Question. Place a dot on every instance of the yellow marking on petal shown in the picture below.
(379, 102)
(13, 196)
==
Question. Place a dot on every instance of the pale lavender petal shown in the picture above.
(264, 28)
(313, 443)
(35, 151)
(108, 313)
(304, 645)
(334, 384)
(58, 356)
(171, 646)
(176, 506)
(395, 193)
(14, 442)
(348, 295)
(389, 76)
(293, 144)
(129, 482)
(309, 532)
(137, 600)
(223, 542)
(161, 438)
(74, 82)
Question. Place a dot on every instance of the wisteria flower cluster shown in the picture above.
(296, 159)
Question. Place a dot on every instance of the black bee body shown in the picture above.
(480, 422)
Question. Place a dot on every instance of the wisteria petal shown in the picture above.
---
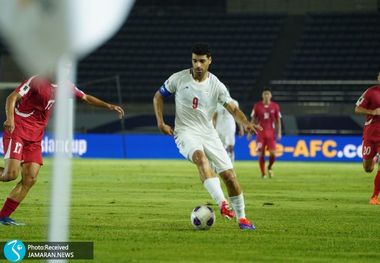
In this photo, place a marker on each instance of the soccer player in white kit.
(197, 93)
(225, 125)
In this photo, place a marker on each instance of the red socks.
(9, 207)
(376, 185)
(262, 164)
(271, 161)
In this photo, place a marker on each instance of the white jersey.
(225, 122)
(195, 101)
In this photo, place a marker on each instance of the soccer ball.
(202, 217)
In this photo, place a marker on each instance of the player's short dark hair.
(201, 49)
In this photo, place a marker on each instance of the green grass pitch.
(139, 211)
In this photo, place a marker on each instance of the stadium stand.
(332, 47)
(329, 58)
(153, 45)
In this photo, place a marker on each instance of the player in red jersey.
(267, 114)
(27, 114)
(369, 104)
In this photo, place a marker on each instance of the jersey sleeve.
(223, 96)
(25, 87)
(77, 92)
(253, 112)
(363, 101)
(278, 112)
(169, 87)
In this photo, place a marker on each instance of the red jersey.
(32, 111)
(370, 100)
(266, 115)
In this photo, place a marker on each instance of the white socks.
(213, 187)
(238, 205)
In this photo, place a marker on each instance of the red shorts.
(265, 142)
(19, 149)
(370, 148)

**Assignment:** Go to the line in the material above that contains "Question. Place a dot on every instance of the black" and copy exactly from there through the line that contains "Question. Place a dot on every instance of the wisteria petal", stopping after it.

**Final answer:**
Question. Place a dot on every instance of the black bee body shown in the picture above.
(480, 422)
Question. Place a dot on every instance of the wisteria petal shown in the picture above.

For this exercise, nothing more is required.